What you need to do = Reproduce all of the listing below without alteration.

-- Data excerpts follows --

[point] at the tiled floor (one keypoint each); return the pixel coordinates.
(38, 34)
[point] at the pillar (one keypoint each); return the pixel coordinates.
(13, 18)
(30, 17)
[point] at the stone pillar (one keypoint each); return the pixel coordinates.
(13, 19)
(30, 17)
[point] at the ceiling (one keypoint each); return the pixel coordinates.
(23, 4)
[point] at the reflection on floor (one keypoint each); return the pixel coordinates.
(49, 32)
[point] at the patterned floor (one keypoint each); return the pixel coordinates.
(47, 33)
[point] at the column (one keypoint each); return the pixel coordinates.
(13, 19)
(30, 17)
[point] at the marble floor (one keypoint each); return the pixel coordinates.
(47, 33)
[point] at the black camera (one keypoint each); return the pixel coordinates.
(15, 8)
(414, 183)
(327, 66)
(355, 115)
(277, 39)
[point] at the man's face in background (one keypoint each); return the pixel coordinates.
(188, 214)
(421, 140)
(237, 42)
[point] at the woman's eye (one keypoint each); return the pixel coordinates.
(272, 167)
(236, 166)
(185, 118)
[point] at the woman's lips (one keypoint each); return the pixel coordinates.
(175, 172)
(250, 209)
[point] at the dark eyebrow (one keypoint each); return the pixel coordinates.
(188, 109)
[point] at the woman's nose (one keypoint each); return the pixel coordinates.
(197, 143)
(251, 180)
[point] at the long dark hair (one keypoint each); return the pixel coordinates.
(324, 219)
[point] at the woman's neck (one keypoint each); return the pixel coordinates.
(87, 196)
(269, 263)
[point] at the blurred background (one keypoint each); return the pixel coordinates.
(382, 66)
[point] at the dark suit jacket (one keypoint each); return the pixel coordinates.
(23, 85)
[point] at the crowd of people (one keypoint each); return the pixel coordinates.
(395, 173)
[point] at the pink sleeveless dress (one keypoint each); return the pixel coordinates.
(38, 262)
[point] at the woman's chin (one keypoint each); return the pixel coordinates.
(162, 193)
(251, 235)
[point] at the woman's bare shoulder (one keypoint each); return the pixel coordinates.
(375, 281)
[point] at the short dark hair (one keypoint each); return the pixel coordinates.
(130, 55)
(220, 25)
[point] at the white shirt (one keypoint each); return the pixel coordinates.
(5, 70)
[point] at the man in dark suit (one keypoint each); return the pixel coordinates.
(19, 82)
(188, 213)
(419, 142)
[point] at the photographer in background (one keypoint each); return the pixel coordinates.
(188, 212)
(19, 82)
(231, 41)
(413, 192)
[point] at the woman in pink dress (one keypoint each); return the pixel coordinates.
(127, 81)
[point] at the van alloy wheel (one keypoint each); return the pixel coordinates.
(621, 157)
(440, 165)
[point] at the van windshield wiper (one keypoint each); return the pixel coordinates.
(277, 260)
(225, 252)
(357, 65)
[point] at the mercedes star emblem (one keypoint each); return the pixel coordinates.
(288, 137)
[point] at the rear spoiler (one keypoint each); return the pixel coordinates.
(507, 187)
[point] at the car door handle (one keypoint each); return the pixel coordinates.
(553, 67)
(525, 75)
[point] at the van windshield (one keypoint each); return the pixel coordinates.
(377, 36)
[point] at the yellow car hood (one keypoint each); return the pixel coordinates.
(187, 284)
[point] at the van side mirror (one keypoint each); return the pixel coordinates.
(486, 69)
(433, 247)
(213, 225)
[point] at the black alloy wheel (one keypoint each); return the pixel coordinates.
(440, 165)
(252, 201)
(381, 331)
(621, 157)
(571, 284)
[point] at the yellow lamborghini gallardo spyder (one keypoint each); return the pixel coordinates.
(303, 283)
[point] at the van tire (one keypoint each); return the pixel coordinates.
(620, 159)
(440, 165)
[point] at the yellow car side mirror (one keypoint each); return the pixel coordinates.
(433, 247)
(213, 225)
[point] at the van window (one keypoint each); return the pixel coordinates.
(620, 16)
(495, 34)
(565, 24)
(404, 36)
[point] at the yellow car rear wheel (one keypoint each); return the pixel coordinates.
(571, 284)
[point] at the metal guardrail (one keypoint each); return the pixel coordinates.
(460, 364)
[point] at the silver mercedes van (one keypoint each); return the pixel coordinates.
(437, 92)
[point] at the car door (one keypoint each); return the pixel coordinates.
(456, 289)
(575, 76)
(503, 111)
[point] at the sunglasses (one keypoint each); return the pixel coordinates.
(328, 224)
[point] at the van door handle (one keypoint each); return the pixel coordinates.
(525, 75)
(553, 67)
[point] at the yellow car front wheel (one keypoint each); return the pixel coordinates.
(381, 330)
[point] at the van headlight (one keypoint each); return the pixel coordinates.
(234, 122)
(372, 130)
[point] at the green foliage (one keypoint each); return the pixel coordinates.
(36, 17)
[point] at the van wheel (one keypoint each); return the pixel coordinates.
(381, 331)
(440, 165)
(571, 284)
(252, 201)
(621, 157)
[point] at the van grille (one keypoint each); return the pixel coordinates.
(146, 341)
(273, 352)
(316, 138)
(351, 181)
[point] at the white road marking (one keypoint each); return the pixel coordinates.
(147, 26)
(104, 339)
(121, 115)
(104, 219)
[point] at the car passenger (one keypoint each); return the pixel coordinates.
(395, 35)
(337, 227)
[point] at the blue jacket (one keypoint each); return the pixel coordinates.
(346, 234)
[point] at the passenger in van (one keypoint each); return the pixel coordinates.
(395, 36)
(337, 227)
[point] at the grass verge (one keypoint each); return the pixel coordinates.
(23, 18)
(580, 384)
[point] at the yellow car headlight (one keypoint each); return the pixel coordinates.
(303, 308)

-- Data excerpts concluded --

Response box =
[point] at the tiled floor (one keypoint each); return the pixel coordinates.
(38, 34)
[point] at the pillar (one keypoint each); return the pixel coordinates.
(13, 18)
(30, 17)
[point] at the stone pillar (one keypoint each); return the pixel coordinates.
(13, 19)
(30, 17)
[point] at the ceiling (one keypoint each); return the pixel coordinates.
(23, 4)
[point] at the reflection on floor (one keypoint each); return the pixel coordinates.
(49, 32)
[point] at the patterned floor (one keypoint each); return the pixel coordinates.
(47, 33)
[point] at the column (one keypoint each); return the pixel coordinates.
(13, 19)
(30, 17)
[point] at the marble floor (one keypoint each); return the pixel coordinates.
(47, 33)
[point] at the black camera (one keypoint each); return the pixel coordinates.
(15, 8)
(414, 183)
(327, 66)
(355, 115)
(277, 39)
[point] at the man's face in background (one keypoint each); return the pixel coordinates.
(188, 214)
(421, 140)
(237, 42)
[point] at the woman's eye (one keypoint each); return the pixel coordinates.
(272, 167)
(236, 166)
(185, 118)
[point] at the woman's lips (one keypoint each); return the pixel coordinates.
(175, 172)
(250, 209)
[point] at the dark eyebrow (one keypoint each); return the pixel coordinates.
(188, 109)
[point] at the woman's nose (one keypoint each); return the pixel coordinates.
(197, 143)
(251, 180)
[point] at the long dark hair (one keypoint each); return the pixel coordinates.
(324, 219)
[point] at the woman's neck (one keypoint each); return the pixel coordinates.
(87, 196)
(269, 263)
[point] at the blurred background (one keypoint each); return the pixel coordinates.
(382, 66)
[point] at the dark suit jacket (one keypoint each); return the pixel coordinates.
(23, 85)
[point] at the crowd of people (one keypoint each); return the pixel coordinates.
(395, 173)
[point] at the pink sleeveless dress (one keypoint each); return the pixel coordinates.
(38, 262)
[point] at the woman's chin (one keypoint each); return the pixel coordinates.
(162, 193)
(251, 235)
[point] at the woman's bare shoulder (one keypoint each); return the pixel coordinates.
(375, 281)
[point] at the short dark hair (one keypoint each); return the pixel coordinates.
(130, 55)
(220, 25)
[point] at the white shirt (one keypoint each); return the pixel coordinates.
(5, 70)
[point] at the man in dark suit (one keypoint each); return the pixel coordinates.
(19, 82)
(188, 213)
(419, 142)
[point] at the photographer in background (one keypoint each); return the pixel coordinates.
(188, 212)
(19, 82)
(231, 41)
(413, 192)
[point] at the woman in pink dress (one keypoint each); return the pixel coordinates.
(127, 81)
[point] at the van alloy wheel (one keypoint each); return the pixel coordinates.
(621, 157)
(440, 165)
[point] at the van windshield wiper (one keypoint each); return the pixel coordinates.
(277, 260)
(225, 252)
(357, 65)
[point] at the mercedes star emblem (one keypoint each); return the pixel coordinates.
(288, 137)
[point] at the rear spoiler (one keypoint each); return the pixel coordinates.
(507, 187)
[point] at the car door handle (one keypoint each); return the pixel coordinates.
(553, 67)
(525, 75)
[point] at the van windshield (one keypoint each); return the pixel coordinates.
(377, 36)
[point] at the yellow car hood (one keypoint each); return the pixel coordinates.
(187, 284)
[point] at the van side mirror (one keypoint each); return the pixel coordinates.
(486, 69)
(433, 247)
(213, 225)
[point] at the black alloy wheel (one keypoint each); return the pixel coordinates.
(440, 165)
(252, 201)
(381, 331)
(621, 157)
(571, 284)
[point] at the yellow lamborghini gallardo spyder (one keypoint each); return the pixel coordinates.
(303, 283)
[point] at the van tire (one keypoint each); return the pixel coordinates.
(620, 159)
(440, 165)
[point] at the yellow car side mirror (one keypoint each); return the pixel coordinates.
(433, 247)
(213, 225)
[point] at the van window (one keypoint each); return the pixel coordinates.
(620, 16)
(495, 34)
(565, 24)
(404, 36)
[point] at the yellow car rear wheel (one keypoint each); return the pixel coordinates.
(571, 284)
[point] at the metal guardrail (one keypoint each); return the pixel coordinates.
(460, 364)
[point] at the silver mercedes van (one keypoint each); return the pixel coordinates.
(437, 92)
[point] at the car door (one keypoint each); return the pixel coordinates.
(456, 289)
(575, 76)
(503, 111)
[point] at the sunglasses (one keypoint each); return the pixel coordinates.
(328, 224)
[point] at the van door handle (one keypoint each); return the pixel coordinates.
(525, 75)
(553, 67)
[point] at the yellow car front wheel (one keypoint each); return the pixel coordinates.
(381, 330)
[point] at the van headlight (one keypoint each); return the pixel coordinates.
(234, 122)
(372, 130)
[point] at the green foliage (one keypoint each); return the pixel coordinates.
(36, 17)
[point] at the van wheel (one keypoint each); return the pixel coordinates.
(381, 331)
(440, 165)
(571, 284)
(252, 201)
(621, 157)
[point] at the van grille (one keypoint each); return the pixel coordinates.
(146, 341)
(273, 352)
(316, 138)
(351, 181)
[point] at the white road marking (one keypoint each); return the pixel coordinates.
(147, 26)
(104, 339)
(121, 115)
(104, 219)
[point] at the car passenger (one keypoint each); return the pixel coordinates.
(395, 35)
(337, 227)
[point] at the blue jacket (one keypoint each); return the pixel coordinates.
(346, 234)
[point] at the passenger in van (one keypoint each); return the pixel coordinates.
(395, 36)
(337, 227)
[point] at the grass verge (one keypoint each); return the pixel coordinates.
(23, 18)
(580, 384)
[point] at the yellow car headlight (one keypoint each); return the pixel coordinates.
(303, 308)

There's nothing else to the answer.